### WHAT THIS TASK INVOLVES
Copy out exactly each line from the line with "the white ice" through the last line of the material below.

Point annotation dataset records
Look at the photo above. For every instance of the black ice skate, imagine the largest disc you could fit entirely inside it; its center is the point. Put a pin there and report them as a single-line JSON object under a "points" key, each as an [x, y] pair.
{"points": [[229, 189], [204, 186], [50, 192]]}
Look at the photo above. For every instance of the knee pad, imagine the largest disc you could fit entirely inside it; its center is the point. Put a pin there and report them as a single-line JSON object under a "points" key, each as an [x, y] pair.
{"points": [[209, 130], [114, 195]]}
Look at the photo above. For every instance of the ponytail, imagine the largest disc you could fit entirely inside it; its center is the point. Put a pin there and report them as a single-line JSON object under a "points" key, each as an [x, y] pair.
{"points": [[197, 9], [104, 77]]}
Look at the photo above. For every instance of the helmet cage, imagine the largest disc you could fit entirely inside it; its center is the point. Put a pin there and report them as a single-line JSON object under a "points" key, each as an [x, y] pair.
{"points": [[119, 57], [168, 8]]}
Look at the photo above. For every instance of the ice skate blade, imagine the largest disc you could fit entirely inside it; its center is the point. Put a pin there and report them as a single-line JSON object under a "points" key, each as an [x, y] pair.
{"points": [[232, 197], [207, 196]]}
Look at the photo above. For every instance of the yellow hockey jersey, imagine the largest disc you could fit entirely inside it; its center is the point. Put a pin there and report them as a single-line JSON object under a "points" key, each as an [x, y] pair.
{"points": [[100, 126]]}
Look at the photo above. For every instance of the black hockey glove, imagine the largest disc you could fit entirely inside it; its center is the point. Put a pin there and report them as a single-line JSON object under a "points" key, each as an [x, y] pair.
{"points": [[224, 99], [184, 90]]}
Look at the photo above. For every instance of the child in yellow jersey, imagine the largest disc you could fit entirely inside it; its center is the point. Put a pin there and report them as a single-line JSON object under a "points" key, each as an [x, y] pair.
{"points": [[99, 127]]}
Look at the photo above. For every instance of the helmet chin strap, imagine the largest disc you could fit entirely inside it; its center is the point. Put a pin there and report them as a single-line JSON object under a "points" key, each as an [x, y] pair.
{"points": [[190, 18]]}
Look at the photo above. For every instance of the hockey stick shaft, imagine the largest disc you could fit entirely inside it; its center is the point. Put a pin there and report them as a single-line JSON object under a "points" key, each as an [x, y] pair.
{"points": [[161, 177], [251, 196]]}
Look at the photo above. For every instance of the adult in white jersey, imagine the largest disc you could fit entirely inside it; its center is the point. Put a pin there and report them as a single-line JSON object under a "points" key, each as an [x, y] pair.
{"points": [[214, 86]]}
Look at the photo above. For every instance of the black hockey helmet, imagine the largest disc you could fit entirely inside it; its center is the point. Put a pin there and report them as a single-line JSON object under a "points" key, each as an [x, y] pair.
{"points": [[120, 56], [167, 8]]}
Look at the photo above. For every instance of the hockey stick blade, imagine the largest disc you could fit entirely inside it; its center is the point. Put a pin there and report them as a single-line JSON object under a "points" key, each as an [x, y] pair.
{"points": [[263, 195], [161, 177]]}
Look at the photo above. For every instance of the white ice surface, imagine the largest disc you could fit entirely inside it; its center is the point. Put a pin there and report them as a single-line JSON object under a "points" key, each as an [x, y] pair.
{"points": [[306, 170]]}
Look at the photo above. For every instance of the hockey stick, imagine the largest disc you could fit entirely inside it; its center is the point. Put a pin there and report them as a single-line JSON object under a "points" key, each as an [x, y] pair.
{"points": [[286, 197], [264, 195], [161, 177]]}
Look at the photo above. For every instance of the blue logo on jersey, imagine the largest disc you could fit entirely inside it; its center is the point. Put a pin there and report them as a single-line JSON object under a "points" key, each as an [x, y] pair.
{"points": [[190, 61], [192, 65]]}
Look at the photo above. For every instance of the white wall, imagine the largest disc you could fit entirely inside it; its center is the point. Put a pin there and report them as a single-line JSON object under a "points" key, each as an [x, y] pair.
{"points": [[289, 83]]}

### OUTPUT FOR THIS EXERCISE
Look at the photo above. For every instance of the white ice surface, imagine the largest disc you could fit entirely inside it; its center is the point. Put a pin there and report them as a single-line JSON object under a "points" key, each as an [x, y] pair.
{"points": [[306, 170]]}
Look at the photo above. For every instance of the hockey stick, imagine the largest disc you could fit entirely inside it; its center is the point. Put a pin there and report them as a single-line JSON object under a "points" key, each as an [x, y] pair.
{"points": [[286, 197], [264, 195], [161, 177]]}
Look at the photo above. For every instance of the blue logo on jersey, imagine the largest disc you could fit entirely inside it; its center is the point. Put a pin there and report them as a single-line JSON object under a "points" key, each as an [x, y] pair.
{"points": [[190, 61], [192, 65]]}
Look at the photo above. For every instance of the white wall, imagine the largest disc you could fit entirely inside it; its center is the point. Put a pin there and report them as a single-line JSON object under a "points" key, each as an [x, y] pair.
{"points": [[289, 83]]}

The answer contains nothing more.